## DIRECTIVE
Repeat each of the records below word for word, preserving every line.

Dataset records concerning object locations
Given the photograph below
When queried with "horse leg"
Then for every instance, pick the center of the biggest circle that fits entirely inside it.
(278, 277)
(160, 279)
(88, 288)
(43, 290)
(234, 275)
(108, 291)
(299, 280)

## EXERCISE RESULT
Given the photograph below
When queried with "horse leg"
Then for every instance, pick the center of the biggest circle that fits entirely inside it.
(278, 277)
(160, 279)
(88, 288)
(43, 290)
(234, 275)
(108, 291)
(299, 280)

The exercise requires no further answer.